• **Consigne**: Recopiez fidèlement un extrait du texte sur Lafarge et Daech, en commençant aux mots « Selon les Douanes » et en vous arrêtant après « de cafés parisiens. ».

• **Texte fourni**:

━━━━━━━━

2015: l'irruption de Daech en France

La juge Charlotte Bilger conclut en tout cas dans son ordonnance qu' "aucun élément ne permet d'écarter l'hypothèse que les sommes susceptibles d'avoir été versées par la société Lafarge aux groupes terroristes aient pu servir à financer les attaques terroristes de Paris le 13 novembre 2015". Le parquet de Paris s'était lui opposé à la recevabilité de l'association comme plaignante : les infractions poursuivies ne rentraient pas selon lui dans le champ de l'activité de l'association.

Selon les Douanes judiciaires chargées d'enquêter pour le compte des magistrats, des fonds ont été payés par Lafarge jusqu'en 2015 inclus à différentes organisations terroristes, dont l'Etat islamique. La date est importante : le 9 janvier 2015 en effet, Amedy Coulibaly commet ses crimes à l'encontre d'une policière municipale à Montrouge et à l'Hyper Cacher de Vincennes au nom de Daech - le lien a été formellement établi grâce à une video posthume. Le groupe terroriste fait ainsi à cette date irruption sur le territoire français en provoquant la mort de cinq personnes et en en blessant cinq autres. Il refera parler de lui le 13 novembre de la même année en revendiquant la terreur répandue au Bataclan, au Stade de France et sur diverses terrasses de cafés parisiens.

━━━━━━━━

• **Lignes enregistrées**:
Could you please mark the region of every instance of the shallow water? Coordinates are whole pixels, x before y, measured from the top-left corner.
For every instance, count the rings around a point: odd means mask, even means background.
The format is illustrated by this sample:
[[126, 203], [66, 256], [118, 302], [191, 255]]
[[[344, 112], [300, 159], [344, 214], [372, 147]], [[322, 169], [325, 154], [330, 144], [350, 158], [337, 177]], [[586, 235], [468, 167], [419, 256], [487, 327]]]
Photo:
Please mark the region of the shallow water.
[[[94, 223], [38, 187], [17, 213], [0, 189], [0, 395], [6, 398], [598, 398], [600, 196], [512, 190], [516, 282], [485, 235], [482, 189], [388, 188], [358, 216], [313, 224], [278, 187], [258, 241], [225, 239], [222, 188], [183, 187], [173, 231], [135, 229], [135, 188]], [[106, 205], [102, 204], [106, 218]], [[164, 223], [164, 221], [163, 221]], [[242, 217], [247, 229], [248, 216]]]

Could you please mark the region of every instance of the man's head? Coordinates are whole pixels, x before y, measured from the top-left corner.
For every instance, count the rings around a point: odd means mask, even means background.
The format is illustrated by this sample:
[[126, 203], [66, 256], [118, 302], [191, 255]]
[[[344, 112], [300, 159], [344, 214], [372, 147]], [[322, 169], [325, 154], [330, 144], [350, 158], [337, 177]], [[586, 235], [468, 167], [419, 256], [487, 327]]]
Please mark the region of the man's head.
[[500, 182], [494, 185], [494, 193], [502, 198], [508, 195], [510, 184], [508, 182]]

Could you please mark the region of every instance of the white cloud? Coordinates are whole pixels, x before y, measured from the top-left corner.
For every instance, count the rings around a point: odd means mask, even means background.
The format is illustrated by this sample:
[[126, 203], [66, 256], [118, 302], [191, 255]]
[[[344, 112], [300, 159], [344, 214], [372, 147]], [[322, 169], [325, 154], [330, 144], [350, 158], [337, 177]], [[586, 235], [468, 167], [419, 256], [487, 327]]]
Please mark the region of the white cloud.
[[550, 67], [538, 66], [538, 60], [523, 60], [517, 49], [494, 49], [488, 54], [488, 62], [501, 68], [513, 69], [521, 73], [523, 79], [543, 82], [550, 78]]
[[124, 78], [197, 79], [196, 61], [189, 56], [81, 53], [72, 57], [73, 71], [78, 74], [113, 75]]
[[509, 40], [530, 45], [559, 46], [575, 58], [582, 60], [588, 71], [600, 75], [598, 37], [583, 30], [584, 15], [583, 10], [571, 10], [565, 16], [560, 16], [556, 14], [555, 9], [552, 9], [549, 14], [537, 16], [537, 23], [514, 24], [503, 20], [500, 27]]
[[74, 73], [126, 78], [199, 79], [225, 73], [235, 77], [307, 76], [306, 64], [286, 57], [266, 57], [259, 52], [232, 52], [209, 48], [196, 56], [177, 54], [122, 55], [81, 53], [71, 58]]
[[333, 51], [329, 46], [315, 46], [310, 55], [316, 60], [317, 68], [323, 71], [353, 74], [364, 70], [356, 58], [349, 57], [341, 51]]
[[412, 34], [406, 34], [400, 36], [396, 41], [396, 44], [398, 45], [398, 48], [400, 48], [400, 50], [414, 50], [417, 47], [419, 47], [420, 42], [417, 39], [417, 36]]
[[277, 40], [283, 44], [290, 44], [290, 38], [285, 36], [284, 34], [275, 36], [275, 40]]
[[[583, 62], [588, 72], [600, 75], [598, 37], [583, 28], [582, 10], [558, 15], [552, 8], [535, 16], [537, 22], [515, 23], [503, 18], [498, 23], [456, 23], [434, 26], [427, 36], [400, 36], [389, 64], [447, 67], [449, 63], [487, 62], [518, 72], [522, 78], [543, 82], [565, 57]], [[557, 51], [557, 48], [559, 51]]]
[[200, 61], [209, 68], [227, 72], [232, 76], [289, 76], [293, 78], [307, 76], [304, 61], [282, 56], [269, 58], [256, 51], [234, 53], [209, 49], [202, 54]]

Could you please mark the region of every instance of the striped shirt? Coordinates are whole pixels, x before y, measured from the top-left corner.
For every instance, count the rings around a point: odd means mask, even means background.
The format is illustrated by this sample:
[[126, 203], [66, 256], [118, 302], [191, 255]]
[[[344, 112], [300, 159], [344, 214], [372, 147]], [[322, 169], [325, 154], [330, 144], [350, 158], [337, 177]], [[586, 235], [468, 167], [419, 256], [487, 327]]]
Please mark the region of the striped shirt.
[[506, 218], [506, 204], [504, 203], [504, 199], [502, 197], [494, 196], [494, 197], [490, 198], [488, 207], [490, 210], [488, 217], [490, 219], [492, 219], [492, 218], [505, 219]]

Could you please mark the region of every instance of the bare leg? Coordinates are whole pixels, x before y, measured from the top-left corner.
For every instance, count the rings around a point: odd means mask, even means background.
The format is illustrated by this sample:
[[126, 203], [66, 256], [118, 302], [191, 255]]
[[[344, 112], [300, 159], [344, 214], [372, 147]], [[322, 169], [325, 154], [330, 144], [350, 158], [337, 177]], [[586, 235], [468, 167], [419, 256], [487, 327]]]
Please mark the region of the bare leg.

━━━━━━━━

• **Réponse attendue**:
Selon les Douanes judiciaires chargées d'enquêter pour le compte des magistrats, des fonds ont été payés par Lafarge jusqu'en 2015 inclus à différentes organisations terroristes, dont l'Etat islamique. La date est importante : le 9 janvier 2015 en effet, Amedy Coulibaly commet ses crimes à l'encontre d'une policière municipale à Montrouge et à l'Hyper Cacher de Vincennes au nom de Daech - le lien a été formellement établi grâce à une video posthume. Le groupe terroriste fait ainsi à cette date irruption sur le territoire français en provoquant la mort de cinq personnes et en en blessant cinq autres. Il refera parler de lui le 13 novembre de la même année en revendiquant la terreur répandue au Bataclan, au Stade de France et sur diverses terrasses de cafés parisiens.